**EXERCISE BRIEF**
Look through the records below, and copy out every line that holds the string "flat".

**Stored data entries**
· · · · ·
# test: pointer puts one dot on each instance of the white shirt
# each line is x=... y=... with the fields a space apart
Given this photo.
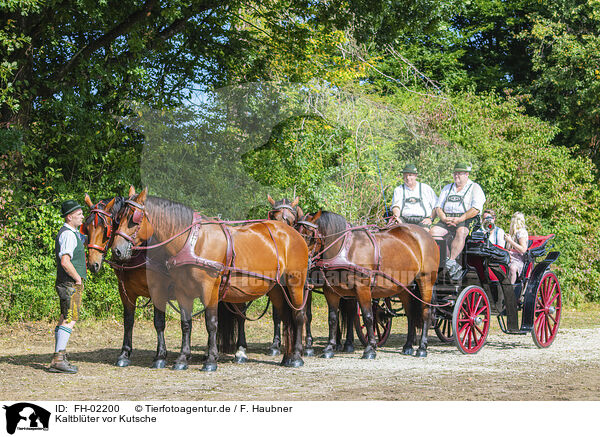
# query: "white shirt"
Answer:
x=474 y=198
x=497 y=236
x=67 y=242
x=414 y=209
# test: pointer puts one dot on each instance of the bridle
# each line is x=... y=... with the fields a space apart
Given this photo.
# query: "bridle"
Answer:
x=97 y=214
x=284 y=206
x=139 y=212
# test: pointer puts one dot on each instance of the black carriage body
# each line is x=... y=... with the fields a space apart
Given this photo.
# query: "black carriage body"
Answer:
x=486 y=265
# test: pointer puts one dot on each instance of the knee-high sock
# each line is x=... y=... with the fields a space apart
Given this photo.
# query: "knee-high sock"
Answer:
x=61 y=334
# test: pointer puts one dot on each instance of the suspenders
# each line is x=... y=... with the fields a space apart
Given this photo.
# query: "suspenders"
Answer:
x=456 y=198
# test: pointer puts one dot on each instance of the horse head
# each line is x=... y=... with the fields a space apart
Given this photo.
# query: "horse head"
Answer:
x=285 y=211
x=308 y=227
x=98 y=226
x=134 y=226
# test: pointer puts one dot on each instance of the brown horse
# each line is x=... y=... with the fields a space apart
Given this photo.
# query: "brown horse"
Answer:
x=290 y=213
x=363 y=264
x=216 y=262
x=134 y=276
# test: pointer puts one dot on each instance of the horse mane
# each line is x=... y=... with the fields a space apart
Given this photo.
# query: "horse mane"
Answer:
x=284 y=201
x=331 y=223
x=171 y=214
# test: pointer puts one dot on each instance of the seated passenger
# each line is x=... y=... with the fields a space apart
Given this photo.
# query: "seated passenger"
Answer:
x=517 y=242
x=413 y=201
x=458 y=206
x=489 y=226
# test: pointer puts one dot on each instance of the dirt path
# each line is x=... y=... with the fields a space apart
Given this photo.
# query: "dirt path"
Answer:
x=508 y=368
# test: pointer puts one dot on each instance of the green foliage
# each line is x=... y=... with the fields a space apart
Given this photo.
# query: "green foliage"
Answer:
x=565 y=49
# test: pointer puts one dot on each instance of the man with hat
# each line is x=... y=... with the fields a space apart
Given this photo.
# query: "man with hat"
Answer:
x=413 y=201
x=70 y=274
x=458 y=206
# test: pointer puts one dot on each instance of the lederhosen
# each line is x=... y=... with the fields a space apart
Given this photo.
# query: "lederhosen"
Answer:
x=415 y=220
x=456 y=198
x=68 y=292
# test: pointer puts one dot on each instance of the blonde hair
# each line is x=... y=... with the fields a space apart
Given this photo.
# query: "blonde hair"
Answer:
x=517 y=222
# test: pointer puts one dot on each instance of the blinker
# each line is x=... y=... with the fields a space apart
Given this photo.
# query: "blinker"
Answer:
x=137 y=217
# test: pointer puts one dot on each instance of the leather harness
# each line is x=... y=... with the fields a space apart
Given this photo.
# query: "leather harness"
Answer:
x=341 y=262
x=187 y=255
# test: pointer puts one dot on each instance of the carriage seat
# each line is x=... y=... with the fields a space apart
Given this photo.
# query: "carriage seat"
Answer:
x=537 y=247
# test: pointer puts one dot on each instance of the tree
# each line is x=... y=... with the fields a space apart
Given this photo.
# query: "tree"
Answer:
x=566 y=58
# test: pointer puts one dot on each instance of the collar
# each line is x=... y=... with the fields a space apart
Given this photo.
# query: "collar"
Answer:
x=455 y=188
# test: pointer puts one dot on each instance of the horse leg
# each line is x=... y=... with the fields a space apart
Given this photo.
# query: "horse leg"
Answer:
x=275 y=348
x=333 y=304
x=349 y=313
x=407 y=303
x=308 y=348
x=276 y=296
x=160 y=360
x=426 y=284
x=185 y=307
x=128 y=320
x=364 y=300
x=241 y=345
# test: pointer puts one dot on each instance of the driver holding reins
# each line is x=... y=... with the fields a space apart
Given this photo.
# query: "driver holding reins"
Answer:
x=458 y=206
x=413 y=201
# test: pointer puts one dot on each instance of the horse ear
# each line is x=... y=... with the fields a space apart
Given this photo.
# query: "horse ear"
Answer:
x=142 y=196
x=108 y=207
x=146 y=230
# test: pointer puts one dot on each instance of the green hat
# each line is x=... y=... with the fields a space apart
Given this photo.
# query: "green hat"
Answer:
x=462 y=166
x=410 y=168
x=69 y=206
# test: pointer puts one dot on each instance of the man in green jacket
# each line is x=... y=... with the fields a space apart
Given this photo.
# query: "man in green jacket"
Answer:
x=70 y=273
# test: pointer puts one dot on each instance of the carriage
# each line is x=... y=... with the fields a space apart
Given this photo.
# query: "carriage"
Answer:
x=464 y=307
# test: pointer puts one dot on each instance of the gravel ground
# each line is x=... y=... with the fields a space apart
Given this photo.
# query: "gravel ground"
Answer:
x=508 y=368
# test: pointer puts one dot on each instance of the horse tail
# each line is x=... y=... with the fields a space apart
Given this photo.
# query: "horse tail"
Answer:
x=226 y=329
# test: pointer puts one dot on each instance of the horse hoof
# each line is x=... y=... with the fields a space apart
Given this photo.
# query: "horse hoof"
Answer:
x=122 y=362
x=327 y=354
x=408 y=351
x=369 y=355
x=179 y=366
x=159 y=364
x=294 y=362
x=348 y=348
x=273 y=352
x=209 y=367
x=240 y=359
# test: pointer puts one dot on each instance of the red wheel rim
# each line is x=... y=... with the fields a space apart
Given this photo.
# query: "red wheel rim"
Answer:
x=443 y=330
x=471 y=320
x=548 y=308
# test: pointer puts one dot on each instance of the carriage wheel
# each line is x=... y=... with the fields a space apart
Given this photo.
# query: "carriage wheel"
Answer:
x=471 y=320
x=548 y=308
x=443 y=329
x=382 y=325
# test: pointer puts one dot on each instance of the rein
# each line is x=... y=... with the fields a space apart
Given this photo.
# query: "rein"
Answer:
x=359 y=269
x=140 y=213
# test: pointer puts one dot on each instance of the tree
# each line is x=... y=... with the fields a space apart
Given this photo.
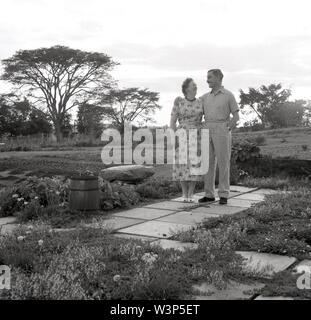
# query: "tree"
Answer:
x=130 y=105
x=59 y=77
x=18 y=117
x=265 y=101
x=90 y=118
x=288 y=114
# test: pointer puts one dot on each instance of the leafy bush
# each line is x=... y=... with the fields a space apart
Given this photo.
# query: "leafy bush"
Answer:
x=304 y=147
x=33 y=194
x=279 y=225
x=118 y=195
x=244 y=150
x=260 y=140
x=91 y=264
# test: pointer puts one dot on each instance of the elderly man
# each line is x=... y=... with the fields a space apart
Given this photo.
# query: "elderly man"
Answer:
x=218 y=105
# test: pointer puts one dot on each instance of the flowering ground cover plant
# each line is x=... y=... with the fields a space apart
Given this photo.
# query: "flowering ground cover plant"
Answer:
x=92 y=264
x=279 y=225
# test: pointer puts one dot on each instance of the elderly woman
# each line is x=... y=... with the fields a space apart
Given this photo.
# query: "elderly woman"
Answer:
x=188 y=111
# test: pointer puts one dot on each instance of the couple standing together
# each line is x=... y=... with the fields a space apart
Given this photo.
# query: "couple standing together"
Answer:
x=216 y=106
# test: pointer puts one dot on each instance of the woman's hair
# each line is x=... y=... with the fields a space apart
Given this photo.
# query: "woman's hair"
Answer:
x=217 y=73
x=185 y=85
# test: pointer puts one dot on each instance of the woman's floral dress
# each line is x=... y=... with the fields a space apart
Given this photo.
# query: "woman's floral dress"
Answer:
x=189 y=116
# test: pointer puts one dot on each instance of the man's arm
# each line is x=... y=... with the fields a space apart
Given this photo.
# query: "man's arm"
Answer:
x=234 y=120
x=234 y=108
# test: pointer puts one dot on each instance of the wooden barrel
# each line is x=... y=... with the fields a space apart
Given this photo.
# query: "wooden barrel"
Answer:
x=84 y=193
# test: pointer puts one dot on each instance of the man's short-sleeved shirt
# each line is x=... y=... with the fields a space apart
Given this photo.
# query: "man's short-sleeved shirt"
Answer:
x=218 y=106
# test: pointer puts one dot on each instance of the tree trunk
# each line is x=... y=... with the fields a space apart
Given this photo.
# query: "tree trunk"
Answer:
x=58 y=131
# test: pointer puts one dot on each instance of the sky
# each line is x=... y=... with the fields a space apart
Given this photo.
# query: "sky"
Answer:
x=159 y=43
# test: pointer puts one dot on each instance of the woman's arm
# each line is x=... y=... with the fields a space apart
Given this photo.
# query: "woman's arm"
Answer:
x=174 y=113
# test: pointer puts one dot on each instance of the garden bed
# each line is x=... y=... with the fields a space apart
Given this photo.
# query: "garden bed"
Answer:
x=92 y=264
x=279 y=225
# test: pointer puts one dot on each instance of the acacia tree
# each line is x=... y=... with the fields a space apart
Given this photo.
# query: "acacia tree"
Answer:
x=18 y=117
x=265 y=101
x=130 y=105
x=90 y=118
x=59 y=77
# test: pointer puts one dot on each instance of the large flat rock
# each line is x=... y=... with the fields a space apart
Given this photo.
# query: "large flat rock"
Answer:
x=128 y=173
x=195 y=198
x=218 y=210
x=187 y=217
x=265 y=264
x=114 y=223
x=7 y=229
x=170 y=205
x=143 y=213
x=234 y=291
x=134 y=237
x=171 y=244
x=274 y=298
x=303 y=267
x=241 y=189
x=265 y=191
x=7 y=220
x=251 y=196
x=234 y=202
x=158 y=229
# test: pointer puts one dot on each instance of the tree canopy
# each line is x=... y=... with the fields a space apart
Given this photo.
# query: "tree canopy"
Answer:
x=133 y=105
x=59 y=77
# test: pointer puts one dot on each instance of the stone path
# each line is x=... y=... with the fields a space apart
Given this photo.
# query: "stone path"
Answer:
x=158 y=222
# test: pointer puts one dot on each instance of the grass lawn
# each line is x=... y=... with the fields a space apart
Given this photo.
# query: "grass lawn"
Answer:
x=279 y=225
x=289 y=142
x=92 y=264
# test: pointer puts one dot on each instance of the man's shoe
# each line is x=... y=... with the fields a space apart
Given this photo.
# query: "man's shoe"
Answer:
x=206 y=199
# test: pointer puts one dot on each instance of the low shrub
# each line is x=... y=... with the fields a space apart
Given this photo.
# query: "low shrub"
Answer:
x=279 y=225
x=91 y=264
x=260 y=140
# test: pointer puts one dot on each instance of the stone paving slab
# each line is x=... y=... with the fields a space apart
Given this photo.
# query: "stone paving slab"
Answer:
x=251 y=196
x=265 y=264
x=7 y=220
x=234 y=194
x=273 y=298
x=158 y=229
x=195 y=198
x=169 y=205
x=143 y=213
x=265 y=191
x=114 y=223
x=218 y=210
x=7 y=229
x=172 y=244
x=187 y=217
x=234 y=202
x=242 y=189
x=134 y=237
x=303 y=267
x=234 y=291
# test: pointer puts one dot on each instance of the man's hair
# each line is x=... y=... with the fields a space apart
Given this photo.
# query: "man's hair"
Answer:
x=185 y=85
x=217 y=73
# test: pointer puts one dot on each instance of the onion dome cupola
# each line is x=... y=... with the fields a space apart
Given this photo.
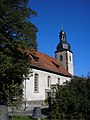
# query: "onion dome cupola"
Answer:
x=63 y=44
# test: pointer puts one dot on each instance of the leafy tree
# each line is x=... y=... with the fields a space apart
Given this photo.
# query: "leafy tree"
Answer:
x=72 y=100
x=17 y=34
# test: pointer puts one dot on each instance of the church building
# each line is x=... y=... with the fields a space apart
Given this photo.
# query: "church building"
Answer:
x=48 y=71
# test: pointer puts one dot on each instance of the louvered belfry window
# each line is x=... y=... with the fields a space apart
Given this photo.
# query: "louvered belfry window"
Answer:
x=36 y=83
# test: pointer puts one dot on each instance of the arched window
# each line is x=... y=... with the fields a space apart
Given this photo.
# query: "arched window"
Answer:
x=59 y=81
x=49 y=81
x=36 y=83
x=61 y=58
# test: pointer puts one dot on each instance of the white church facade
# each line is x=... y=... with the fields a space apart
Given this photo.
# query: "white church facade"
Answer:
x=48 y=71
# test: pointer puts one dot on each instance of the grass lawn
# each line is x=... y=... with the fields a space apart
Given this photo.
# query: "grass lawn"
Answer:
x=20 y=118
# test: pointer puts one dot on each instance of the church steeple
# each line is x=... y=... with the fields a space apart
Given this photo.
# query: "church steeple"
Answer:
x=63 y=44
x=63 y=52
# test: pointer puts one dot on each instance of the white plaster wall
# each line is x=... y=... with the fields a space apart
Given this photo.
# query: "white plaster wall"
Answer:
x=29 y=93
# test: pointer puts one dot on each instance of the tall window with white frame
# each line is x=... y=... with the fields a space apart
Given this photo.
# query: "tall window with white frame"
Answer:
x=36 y=83
x=48 y=81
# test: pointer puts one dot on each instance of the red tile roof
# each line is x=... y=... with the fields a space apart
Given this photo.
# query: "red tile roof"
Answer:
x=45 y=62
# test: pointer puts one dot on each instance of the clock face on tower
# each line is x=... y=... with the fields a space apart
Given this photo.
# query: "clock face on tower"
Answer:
x=65 y=46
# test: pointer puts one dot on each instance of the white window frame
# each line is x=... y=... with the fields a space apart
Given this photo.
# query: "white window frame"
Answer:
x=36 y=83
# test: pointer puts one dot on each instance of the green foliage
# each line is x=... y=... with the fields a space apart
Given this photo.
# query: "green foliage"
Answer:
x=72 y=100
x=20 y=118
x=16 y=32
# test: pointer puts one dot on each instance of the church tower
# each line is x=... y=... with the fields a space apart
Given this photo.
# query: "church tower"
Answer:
x=64 y=54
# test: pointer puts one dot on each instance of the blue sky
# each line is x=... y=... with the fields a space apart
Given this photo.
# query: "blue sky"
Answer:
x=75 y=16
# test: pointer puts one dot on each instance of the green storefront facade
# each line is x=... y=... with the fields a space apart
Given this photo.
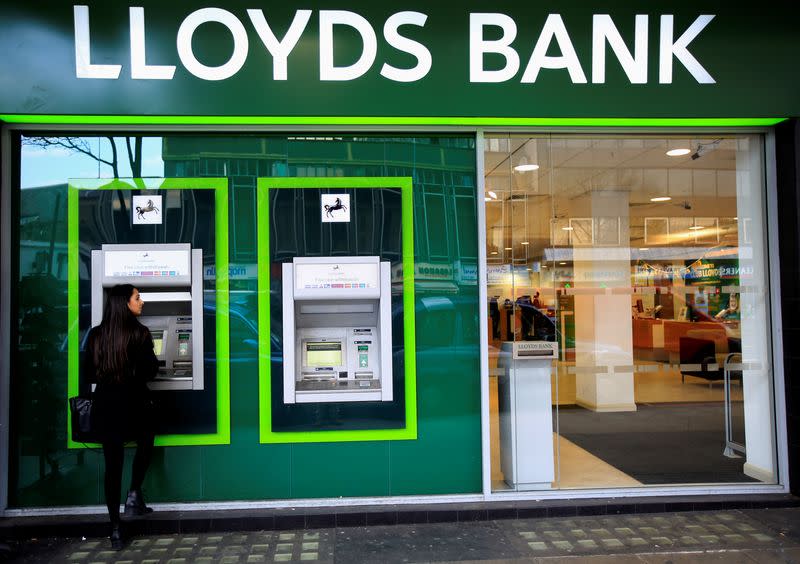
· · · · ·
**ANSWER SECTION**
# test: pointer puts one dot on each instance of the large flat rock
# query: "large flat rock"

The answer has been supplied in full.